WHAT IS NEEDED: Present each line of the entries below that holds the word "fence".

Natural-language object grounding data:
+ + + + +
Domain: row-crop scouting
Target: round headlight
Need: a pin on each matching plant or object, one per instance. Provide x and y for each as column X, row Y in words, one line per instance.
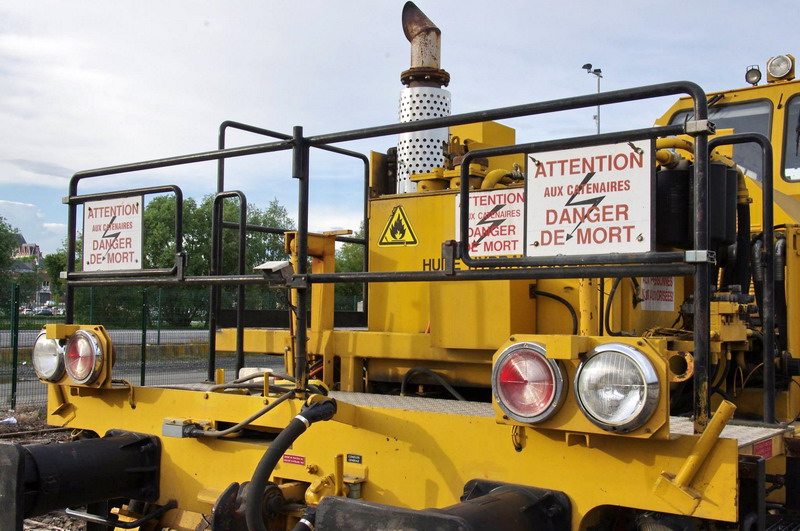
column 753, row 75
column 527, row 386
column 617, row 387
column 48, row 358
column 84, row 357
column 779, row 66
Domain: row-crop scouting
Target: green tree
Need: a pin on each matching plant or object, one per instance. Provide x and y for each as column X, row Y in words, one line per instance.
column 9, row 240
column 54, row 264
column 190, row 304
column 350, row 258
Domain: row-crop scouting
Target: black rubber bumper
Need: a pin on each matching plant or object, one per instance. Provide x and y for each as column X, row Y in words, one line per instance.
column 484, row 505
column 38, row 478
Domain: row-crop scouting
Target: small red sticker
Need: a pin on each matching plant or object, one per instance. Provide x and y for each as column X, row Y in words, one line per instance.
column 763, row 449
column 294, row 459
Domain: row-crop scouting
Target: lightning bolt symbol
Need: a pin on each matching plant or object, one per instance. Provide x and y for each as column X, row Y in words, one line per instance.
column 114, row 236
column 488, row 219
column 594, row 201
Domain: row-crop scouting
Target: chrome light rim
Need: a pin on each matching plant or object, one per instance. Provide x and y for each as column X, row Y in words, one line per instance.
column 556, row 370
column 779, row 66
column 58, row 371
column 649, row 379
column 96, row 352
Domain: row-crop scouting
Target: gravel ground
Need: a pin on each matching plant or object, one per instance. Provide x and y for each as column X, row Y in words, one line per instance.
column 30, row 427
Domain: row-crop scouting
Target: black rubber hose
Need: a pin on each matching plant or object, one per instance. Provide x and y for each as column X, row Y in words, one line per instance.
column 255, row 493
column 566, row 303
column 439, row 378
column 306, row 522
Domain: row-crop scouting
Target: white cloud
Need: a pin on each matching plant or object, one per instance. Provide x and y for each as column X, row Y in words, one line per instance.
column 28, row 219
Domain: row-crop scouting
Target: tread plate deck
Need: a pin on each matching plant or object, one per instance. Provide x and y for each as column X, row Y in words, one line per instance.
column 746, row 435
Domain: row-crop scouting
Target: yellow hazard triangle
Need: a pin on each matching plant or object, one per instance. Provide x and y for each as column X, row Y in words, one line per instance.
column 398, row 230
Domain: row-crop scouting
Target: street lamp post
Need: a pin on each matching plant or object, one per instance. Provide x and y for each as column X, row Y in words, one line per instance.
column 598, row 74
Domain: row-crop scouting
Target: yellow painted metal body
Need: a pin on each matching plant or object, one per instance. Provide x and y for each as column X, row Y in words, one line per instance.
column 416, row 459
column 416, row 455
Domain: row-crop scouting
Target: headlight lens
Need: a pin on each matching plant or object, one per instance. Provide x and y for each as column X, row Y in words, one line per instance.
column 779, row 66
column 84, row 357
column 617, row 387
column 48, row 358
column 527, row 386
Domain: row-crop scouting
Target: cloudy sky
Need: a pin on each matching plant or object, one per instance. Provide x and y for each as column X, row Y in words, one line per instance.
column 87, row 84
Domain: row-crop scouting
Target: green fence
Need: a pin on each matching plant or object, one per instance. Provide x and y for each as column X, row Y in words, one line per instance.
column 160, row 335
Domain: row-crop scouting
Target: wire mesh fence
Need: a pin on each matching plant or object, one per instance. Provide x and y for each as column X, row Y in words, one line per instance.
column 160, row 336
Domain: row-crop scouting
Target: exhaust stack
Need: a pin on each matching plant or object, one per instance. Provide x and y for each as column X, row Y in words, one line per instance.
column 423, row 98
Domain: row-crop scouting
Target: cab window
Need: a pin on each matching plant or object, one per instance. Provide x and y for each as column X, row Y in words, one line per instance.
column 791, row 146
column 751, row 117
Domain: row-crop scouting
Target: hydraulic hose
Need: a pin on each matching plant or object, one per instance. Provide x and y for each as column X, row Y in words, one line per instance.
column 306, row 522
column 566, row 304
column 255, row 494
column 415, row 370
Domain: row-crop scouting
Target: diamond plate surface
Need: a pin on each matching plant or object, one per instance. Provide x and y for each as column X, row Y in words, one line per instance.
column 413, row 403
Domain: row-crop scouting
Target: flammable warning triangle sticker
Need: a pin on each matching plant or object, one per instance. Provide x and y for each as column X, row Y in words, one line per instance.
column 398, row 230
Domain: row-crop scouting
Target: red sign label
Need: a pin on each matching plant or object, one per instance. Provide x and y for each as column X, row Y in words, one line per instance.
column 763, row 449
column 294, row 459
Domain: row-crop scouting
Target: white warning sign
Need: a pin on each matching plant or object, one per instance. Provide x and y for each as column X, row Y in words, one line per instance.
column 496, row 222
column 658, row 294
column 112, row 234
column 593, row 200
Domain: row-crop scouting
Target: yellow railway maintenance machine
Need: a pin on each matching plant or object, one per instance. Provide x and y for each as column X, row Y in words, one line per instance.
column 587, row 333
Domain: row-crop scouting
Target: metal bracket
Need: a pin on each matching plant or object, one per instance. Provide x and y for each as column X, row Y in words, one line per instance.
column 298, row 282
column 449, row 251
column 698, row 127
column 699, row 257
column 94, row 519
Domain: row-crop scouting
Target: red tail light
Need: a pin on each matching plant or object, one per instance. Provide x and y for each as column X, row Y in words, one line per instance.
column 84, row 357
column 528, row 387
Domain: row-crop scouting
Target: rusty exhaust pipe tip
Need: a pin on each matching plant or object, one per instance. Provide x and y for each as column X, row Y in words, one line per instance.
column 426, row 47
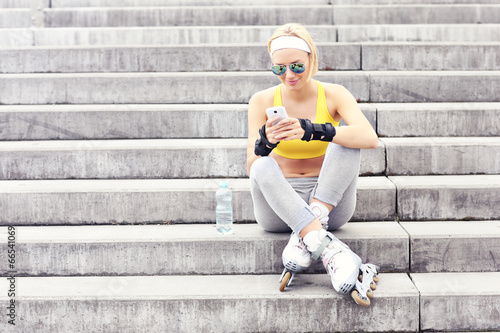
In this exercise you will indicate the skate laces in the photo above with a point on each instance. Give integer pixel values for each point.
(321, 213)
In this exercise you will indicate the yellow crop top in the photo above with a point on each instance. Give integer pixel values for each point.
(298, 149)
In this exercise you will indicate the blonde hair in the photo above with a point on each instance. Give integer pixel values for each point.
(298, 30)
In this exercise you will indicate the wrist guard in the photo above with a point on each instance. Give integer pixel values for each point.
(321, 132)
(262, 146)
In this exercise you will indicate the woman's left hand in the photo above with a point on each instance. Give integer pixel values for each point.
(288, 129)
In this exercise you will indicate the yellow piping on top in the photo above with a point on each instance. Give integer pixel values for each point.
(298, 149)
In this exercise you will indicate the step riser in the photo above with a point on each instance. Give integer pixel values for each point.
(438, 120)
(248, 58)
(172, 160)
(238, 87)
(418, 33)
(411, 14)
(84, 202)
(194, 255)
(188, 16)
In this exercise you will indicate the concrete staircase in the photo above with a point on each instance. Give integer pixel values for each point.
(119, 118)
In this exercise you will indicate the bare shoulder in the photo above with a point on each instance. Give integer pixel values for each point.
(263, 97)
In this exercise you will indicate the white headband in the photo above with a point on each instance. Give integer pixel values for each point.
(289, 42)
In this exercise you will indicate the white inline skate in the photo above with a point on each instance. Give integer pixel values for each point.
(346, 270)
(296, 258)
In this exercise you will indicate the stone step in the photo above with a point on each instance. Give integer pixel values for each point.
(454, 246)
(442, 156)
(443, 33)
(238, 87)
(149, 121)
(438, 119)
(70, 202)
(187, 16)
(142, 159)
(168, 58)
(445, 293)
(418, 33)
(248, 57)
(214, 303)
(186, 249)
(447, 197)
(416, 14)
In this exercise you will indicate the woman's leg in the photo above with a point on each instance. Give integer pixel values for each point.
(337, 184)
(277, 206)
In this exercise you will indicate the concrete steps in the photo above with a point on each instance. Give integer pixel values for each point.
(237, 87)
(248, 57)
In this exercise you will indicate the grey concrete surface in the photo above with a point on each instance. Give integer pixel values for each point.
(454, 246)
(186, 249)
(438, 119)
(142, 159)
(472, 295)
(416, 14)
(168, 58)
(448, 197)
(238, 87)
(146, 88)
(239, 303)
(442, 155)
(71, 202)
(419, 33)
(187, 16)
(431, 56)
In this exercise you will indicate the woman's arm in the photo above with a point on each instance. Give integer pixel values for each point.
(358, 133)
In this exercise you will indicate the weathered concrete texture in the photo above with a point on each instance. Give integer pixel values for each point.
(442, 156)
(422, 86)
(143, 3)
(131, 121)
(416, 14)
(438, 119)
(187, 16)
(179, 58)
(144, 121)
(146, 88)
(168, 35)
(153, 201)
(472, 296)
(237, 87)
(443, 56)
(419, 33)
(143, 159)
(454, 246)
(448, 197)
(15, 18)
(186, 249)
(244, 303)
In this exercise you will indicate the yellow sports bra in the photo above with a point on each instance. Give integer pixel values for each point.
(298, 149)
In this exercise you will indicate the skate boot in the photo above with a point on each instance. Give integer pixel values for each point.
(345, 268)
(296, 258)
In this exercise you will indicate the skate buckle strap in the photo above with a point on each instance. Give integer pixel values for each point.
(321, 248)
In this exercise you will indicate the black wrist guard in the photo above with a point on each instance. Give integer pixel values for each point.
(262, 146)
(321, 132)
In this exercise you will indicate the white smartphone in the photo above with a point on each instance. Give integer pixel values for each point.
(276, 111)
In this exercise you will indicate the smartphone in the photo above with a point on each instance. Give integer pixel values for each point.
(276, 111)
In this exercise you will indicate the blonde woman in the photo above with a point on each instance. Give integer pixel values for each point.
(304, 169)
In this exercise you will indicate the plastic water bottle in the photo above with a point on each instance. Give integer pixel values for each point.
(224, 210)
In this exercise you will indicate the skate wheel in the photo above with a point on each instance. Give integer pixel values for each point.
(284, 281)
(363, 301)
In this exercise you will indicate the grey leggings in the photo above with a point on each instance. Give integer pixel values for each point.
(281, 204)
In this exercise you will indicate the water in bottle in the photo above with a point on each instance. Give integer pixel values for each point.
(224, 210)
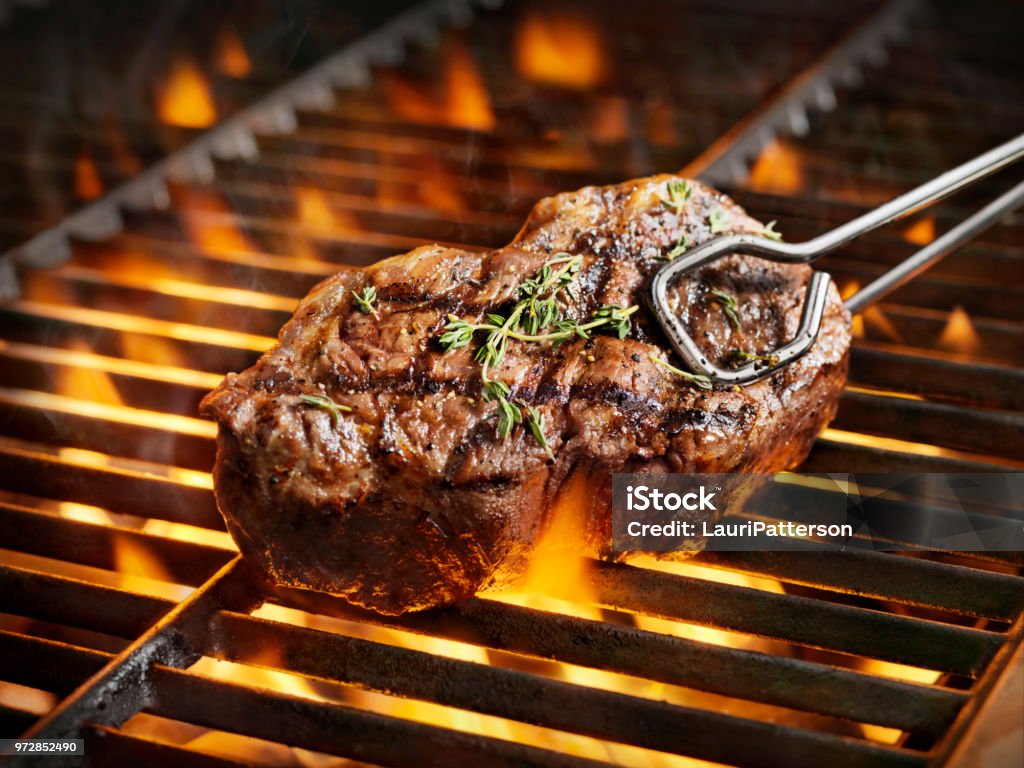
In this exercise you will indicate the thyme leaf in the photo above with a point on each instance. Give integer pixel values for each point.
(535, 420)
(365, 300)
(535, 317)
(728, 303)
(697, 380)
(719, 220)
(508, 417)
(323, 401)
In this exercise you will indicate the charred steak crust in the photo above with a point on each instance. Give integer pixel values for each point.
(412, 500)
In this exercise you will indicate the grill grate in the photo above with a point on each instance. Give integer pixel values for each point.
(102, 460)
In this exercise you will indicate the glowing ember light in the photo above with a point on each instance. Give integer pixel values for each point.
(185, 99)
(958, 335)
(460, 99)
(777, 170)
(897, 672)
(610, 119)
(88, 185)
(662, 124)
(879, 325)
(560, 50)
(921, 232)
(468, 102)
(232, 59)
(210, 221)
(86, 383)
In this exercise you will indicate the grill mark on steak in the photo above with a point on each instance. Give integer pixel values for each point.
(412, 500)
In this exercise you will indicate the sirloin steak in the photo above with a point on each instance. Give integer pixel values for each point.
(412, 499)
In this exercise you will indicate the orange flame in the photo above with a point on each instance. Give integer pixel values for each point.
(610, 119)
(232, 59)
(877, 322)
(958, 335)
(88, 185)
(316, 213)
(560, 50)
(185, 99)
(86, 383)
(210, 221)
(777, 170)
(921, 232)
(461, 100)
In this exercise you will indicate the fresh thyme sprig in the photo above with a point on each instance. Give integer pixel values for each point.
(365, 300)
(728, 303)
(696, 379)
(679, 249)
(679, 193)
(769, 231)
(542, 291)
(719, 220)
(535, 420)
(322, 400)
(739, 356)
(536, 317)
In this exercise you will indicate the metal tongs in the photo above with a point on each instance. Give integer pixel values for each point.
(817, 289)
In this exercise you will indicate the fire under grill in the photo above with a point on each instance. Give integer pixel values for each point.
(126, 616)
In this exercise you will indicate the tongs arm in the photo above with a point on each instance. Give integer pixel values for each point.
(808, 251)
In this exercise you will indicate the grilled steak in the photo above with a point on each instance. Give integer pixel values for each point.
(412, 498)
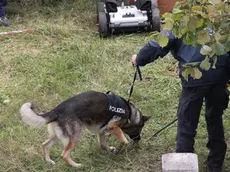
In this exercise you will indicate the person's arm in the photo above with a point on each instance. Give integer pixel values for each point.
(152, 50)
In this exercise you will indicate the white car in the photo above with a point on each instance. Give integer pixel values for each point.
(117, 15)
+ + + + +
RESULT OF THIS TASK:
Target: green fence
Target: wire mesh fence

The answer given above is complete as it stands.